INPUT RECORDS:
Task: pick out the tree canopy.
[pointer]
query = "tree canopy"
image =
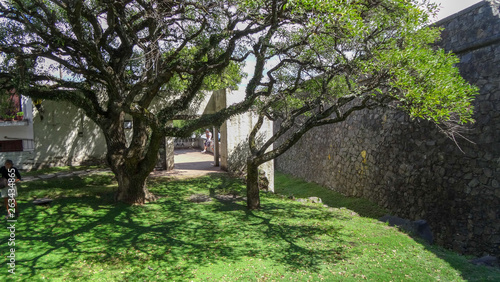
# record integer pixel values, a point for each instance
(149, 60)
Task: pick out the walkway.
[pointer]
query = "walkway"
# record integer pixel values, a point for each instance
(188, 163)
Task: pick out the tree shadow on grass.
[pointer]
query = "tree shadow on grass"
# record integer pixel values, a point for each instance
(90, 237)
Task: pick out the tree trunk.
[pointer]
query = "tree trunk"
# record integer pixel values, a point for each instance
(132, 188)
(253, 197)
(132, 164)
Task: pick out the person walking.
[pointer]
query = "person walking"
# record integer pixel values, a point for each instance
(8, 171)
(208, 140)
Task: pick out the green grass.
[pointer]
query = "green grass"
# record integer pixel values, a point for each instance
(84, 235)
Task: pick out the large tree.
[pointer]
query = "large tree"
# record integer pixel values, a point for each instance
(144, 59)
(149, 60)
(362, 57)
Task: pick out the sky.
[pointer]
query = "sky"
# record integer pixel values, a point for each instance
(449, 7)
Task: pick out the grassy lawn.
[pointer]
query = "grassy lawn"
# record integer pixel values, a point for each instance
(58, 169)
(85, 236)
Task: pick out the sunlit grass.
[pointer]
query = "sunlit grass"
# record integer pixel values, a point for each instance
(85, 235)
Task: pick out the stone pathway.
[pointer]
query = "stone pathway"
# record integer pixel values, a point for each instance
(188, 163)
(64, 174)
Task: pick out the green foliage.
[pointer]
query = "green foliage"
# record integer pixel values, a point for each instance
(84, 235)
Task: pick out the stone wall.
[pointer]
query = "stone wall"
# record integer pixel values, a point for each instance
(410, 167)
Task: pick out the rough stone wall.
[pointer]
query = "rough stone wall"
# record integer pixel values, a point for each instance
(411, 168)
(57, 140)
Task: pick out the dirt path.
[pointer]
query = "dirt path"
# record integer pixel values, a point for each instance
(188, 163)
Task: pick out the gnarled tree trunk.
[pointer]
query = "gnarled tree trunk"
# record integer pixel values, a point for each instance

TASK BRIEF: Reproduce every item above verbatim, leaving out the pictures.

WRITTEN RESPONSE:
Task: pick out the tree canopy.
[pointer]
query = "tree canopy"
image =
# record integer pixel values, a point for each instance
(149, 60)
Task: pick out the walkway.
[pointer]
query = "walkway"
# record integer pixel values, a point for each instance
(188, 163)
Task: pick out the tree shadow on grass.
[pointer]
query = "tree shadow on grass"
# record integer pixel values, a point for each instance
(90, 237)
Task: pick out the tree trunk.
[pointer]
query = "tree trunk"
# record integer pixel values, a point for each instance
(132, 188)
(253, 197)
(132, 164)
Task: pick out the person walking.
[pointer]
query = "person walking"
# record integer pixel values, a point for each instance
(8, 171)
(208, 140)
Task: pick out the green grass.
[pointer]
query = "green grass"
# record integer pixel values, a point for each instance
(84, 235)
Task: pick out the large tree.
[pointer]
query = "large tree"
# record integer pixel values, a point for each instance
(144, 59)
(149, 60)
(362, 57)
Task: pick out the sky.
[pointer]
query = "sky"
# record integer pixel values, a point for each instance
(449, 7)
Task: pick out the grassy lawn.
[pointer]
query = "grassy lawn"
# record integer pixel values, a point for each instance
(58, 169)
(85, 236)
Task: pick out the sunlit grass.
[pointer]
query = "sunlit grass"
# record integer pixel values, a point for each instance
(85, 235)
Task: pick out the stone pathway.
[pointer]
query = "stone pathway"
# record integer pixel values, a point for each instance
(188, 163)
(64, 174)
Task: pick out the green foliage.
[pointer]
query = "green foliage"
# record integer pixel values, a point for each instance
(84, 235)
Task: pick out the stone wall.
[pointer]
query = "stone wall"
# record integer pixel values, a point for each instance
(410, 167)
Task: pick out the rough stone wall.
[pointer]
query = "rough stone wall"
# record integer pixel values, a point for each instance
(411, 168)
(57, 140)
Task: pick out the dirt path.
[pointer]
query = "dirt path"
# record integer pixel values, a point for each instance
(188, 163)
Task: pick out the gnarled tree trunk.
[pointer]
query = "gnarled tree trunk"
# record integer pixel values, a point for each instance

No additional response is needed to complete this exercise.